##### Data for processing

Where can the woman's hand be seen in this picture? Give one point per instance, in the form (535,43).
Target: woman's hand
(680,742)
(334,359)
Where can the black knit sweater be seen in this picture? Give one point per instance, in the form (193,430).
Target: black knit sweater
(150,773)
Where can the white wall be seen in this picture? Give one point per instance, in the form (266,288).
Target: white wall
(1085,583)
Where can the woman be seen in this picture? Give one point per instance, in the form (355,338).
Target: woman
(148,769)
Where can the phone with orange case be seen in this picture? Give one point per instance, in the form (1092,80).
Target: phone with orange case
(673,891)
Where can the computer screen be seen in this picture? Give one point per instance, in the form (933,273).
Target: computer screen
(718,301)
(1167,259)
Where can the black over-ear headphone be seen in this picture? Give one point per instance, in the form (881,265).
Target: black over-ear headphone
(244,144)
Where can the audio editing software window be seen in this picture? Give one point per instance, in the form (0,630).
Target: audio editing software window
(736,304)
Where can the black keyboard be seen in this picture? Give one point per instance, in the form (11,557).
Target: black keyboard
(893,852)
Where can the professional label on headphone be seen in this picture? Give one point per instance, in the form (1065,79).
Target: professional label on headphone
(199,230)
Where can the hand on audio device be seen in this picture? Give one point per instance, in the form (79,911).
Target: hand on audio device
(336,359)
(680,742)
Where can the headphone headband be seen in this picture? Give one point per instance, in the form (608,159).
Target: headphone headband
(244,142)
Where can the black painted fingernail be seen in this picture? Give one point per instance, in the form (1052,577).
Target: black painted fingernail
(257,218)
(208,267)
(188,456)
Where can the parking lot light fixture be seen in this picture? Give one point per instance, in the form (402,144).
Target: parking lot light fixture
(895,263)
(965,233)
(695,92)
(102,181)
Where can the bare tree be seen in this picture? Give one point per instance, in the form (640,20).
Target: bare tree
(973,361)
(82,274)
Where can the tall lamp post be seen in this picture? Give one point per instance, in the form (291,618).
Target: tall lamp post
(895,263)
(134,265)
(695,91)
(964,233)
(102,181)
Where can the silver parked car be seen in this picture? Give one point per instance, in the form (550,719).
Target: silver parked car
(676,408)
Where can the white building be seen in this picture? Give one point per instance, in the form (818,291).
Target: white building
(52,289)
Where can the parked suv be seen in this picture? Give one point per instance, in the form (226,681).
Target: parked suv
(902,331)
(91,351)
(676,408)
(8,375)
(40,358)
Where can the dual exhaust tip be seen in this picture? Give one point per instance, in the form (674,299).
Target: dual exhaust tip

##########

Copy exactly, word for word, the line with "Target: parked suv" through the final line of the listing.

Response to the task -
Target: parked suv
(902,331)
(91,351)
(676,408)
(8,375)
(40,358)
Where can the dual exhaust tip be seen in this picture? Give one point per instance, in the form (674,299).
Target: dual exhaust tip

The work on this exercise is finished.